◆ Selected extract

Jan 17

In last Sunday’s issue of this journal, we gave examples of how very little time and dedication most of our Members of Parliament (MPs) and Ministers devote to the work that they should be doing in Parliament.  Owing to limitations of space, we were not able then to indicate how this undesirable state of affairs, which covers only one aspect of a much larger and more worrying picture, could be rectified.  The nub of the matter is that, in order that Sri Lanka may revert to a genuine democracy, there is a desperate need for a new type of Constitution.  Of the many important features to be addressed before a new Constitution can be properly framed, just a few are mentioned below.

Sri Lanka’s successive Constitutions have enabled politicians to grab for themselves most of the People’s powers.  They have not hesitated to use unlawful means to enrich themselves, and their relatives, friends and supporters at the expense of the People.  “Fundamental rights” has become an unwelcome concept, with reluctant attention given to it in practice.  Our Constitutions have never had watertight provisions to nab those who rob State and private assets, misuse and waste State resources, collect protection money, employ violence against opponents and defenceless citizens, and commit other crimes.  This flaw needs to be corrected but it cannot be done by tinkering with the existing Constitution.  The reliable way out of this morass is to have a careful analysis carried out and solutions worked out from first principles so that the weaknesses of past Constitutions do not find their way back again into a new one.

◆ Source data
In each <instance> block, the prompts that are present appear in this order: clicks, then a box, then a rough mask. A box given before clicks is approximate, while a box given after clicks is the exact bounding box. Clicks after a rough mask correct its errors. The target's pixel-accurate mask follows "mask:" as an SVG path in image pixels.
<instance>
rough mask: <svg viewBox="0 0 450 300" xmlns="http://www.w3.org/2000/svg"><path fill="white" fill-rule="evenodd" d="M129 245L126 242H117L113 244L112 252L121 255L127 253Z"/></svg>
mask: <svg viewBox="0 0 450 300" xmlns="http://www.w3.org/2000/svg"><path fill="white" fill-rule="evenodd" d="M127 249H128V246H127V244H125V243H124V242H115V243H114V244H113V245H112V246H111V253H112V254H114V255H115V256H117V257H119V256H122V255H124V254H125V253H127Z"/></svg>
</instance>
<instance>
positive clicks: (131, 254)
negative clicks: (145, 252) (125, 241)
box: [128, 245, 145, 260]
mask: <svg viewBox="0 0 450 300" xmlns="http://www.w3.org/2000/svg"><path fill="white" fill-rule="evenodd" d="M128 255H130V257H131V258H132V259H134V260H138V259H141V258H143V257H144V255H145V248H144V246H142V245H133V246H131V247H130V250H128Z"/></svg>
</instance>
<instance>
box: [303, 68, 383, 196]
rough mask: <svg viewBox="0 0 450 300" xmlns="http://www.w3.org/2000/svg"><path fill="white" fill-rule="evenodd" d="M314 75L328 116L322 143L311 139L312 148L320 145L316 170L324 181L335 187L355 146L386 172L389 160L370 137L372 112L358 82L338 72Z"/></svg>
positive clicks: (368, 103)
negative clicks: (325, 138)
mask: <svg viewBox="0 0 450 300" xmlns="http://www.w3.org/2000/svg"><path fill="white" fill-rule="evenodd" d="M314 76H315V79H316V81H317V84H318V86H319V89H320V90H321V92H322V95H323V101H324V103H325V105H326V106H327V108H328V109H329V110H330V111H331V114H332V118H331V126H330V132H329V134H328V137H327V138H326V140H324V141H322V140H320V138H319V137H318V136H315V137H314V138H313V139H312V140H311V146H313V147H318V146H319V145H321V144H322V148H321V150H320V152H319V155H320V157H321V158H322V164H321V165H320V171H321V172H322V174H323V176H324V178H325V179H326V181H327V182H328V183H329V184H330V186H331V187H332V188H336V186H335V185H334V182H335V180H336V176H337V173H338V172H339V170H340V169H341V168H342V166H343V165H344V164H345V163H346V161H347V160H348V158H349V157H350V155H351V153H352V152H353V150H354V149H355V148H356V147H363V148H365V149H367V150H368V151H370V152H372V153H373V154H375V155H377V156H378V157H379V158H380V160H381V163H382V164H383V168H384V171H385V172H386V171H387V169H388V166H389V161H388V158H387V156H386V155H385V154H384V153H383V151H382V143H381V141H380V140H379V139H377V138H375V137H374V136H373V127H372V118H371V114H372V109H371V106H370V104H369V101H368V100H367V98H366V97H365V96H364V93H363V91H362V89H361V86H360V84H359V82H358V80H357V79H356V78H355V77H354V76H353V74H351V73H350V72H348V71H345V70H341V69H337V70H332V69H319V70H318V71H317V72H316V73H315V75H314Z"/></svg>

◆ Problem to work on
Please list every act that, according to the text on Sri Lanka's Constitution, the country's Constitutions have never had watertight provisions to nab people for. The lines above have nothing to do with the text on Sri Lanka's Constitution.

◆ Problem solution
- Robbing State and private assets
- Misusing and wasting State resources
- Collecting protection money
- Employing violence against opponents and defenceless citizens
- Committing other crimes